AUFGABE 1: Gib den Text über Kraftwerk von „Die beiden Kraftwerk-Gründer“ bis „Sachen elektronischer Musik.“ wortgetreu wieder.
AUFGABE 2: Fasse im Text über Kraftwerk den Absatz, der mit „Ihre Technik bauen sie“ beginnt, als knappe Stichpunktliste zusammen und behalte seine wesentlichen Aussagen bei.

─── VORLIEGENDER TEXT

Die beiden Kraftwerk-Gründer Ralf Hütter und Florian Schneider bauen ihr »musikalisches Versuchslabor« Anfang der 1970er Jahre auf, bezeichnen sich als »Musikarbeiter«. Ab 1973 beginnt die Band, den Kraftwerk-Sound ausschließlich elektronisch zu gestalten und dabei melodische Pop-Elemente zu integrieren. Die beiden Gründungsmitglieder der Band heuern Honorarmusiker an. So stößt beispielsweise Wolfgang Flür zu Kraftwerk, der noch im selben Jahr bei einem Auftritt im ZDF ein selbstgebasteltes elektronisches Schlagzeug präsentiert. In den nächsten Jahren leisten die Musiker Pionierarbeit in Sachen elektronischer Musik.

Ihre Technik bauen sie sich meistens selbst. Mit befreundeten Elektrikern und Elektroingenieuren basteln sie an neuen Keyboards und Soundmaschinen. Gleichzeitig widerlegt die teilweise sehnsuchtsvolle Musik, die die Band mit dieser neuen Technik erschafft, das Vorurteil, elektronische Musik sei gefühlskalt. Kraftwerk wandelt den schlechten Ruf der Maschinen.

──────
─── EXTRAHIERTES MATERIAL

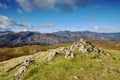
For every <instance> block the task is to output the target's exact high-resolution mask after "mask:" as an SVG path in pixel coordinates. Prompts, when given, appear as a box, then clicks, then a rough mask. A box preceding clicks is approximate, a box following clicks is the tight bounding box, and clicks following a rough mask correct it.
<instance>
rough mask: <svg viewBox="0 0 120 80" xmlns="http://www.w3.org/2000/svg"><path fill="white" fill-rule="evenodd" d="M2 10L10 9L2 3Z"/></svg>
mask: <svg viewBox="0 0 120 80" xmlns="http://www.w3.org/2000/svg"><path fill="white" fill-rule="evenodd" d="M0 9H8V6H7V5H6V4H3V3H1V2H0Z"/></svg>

──────
─── EXTRAHIERTES MATERIAL

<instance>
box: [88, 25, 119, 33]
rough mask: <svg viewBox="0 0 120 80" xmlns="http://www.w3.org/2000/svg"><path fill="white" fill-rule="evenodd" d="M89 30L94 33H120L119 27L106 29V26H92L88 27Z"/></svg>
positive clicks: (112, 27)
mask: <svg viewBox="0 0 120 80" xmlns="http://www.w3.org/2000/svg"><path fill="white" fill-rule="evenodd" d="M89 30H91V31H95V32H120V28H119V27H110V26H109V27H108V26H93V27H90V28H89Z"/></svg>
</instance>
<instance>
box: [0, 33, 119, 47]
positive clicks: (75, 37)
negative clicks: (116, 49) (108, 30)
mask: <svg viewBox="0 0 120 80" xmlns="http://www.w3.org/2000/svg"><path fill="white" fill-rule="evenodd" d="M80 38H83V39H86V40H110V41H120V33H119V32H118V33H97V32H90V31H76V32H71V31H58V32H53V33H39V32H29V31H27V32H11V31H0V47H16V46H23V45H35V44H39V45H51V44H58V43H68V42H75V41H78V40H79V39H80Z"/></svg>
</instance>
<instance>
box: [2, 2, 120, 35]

──────
─── EXTRAHIERTES MATERIAL

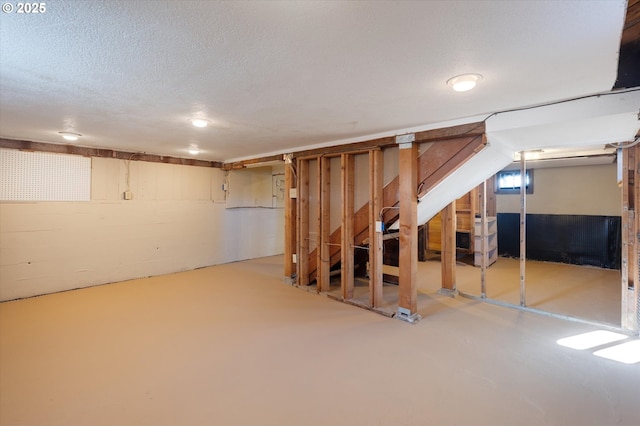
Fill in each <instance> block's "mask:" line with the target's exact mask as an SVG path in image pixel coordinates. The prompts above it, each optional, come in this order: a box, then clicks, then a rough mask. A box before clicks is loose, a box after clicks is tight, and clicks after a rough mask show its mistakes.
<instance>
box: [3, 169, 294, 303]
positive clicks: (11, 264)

──────

LÖSUNG 1:
Die beiden Kraftwerk-Gründer Ralf Hütter und Florian Schneider bauen ihr »musikalisches Versuchslabor« Anfang der 1970er Jahre auf, bezeichnen sich als »Musikarbeiter«. Ab 1973 beginnt die Band, den Kraftwerk-Sound ausschließlich elektronisch zu gestalten und dabei melodische Pop-Elemente zu integrieren. Die beiden Gründungsmitglieder der Band heuern Honorarmusiker an. So stößt beispielsweise Wolfgang Flür zu Kraftwerk, der noch im selben Jahr bei einem Auftritt im ZDF ein selbstgebasteltes elektronisches Schlagzeug präsentiert. In den nächsten Jahren leisten die Musiker Pionierarbeit in Sachen elektronischer Musik.

LÖSUNG 2:
- Die Band baut ihre Technik meist selbst und entwickelt mit befreundeten Elektrikern und Elektroingenieuren neue Keyboards und Soundmaschinen.
- Die damit geschaffene, teils sehnsuchtsvolle Musik widerlegt das Vorurteil, elektronische Musik sei gefühlskalt.
- Kraftwerk wandelt so den schlechten Ruf der Maschinen.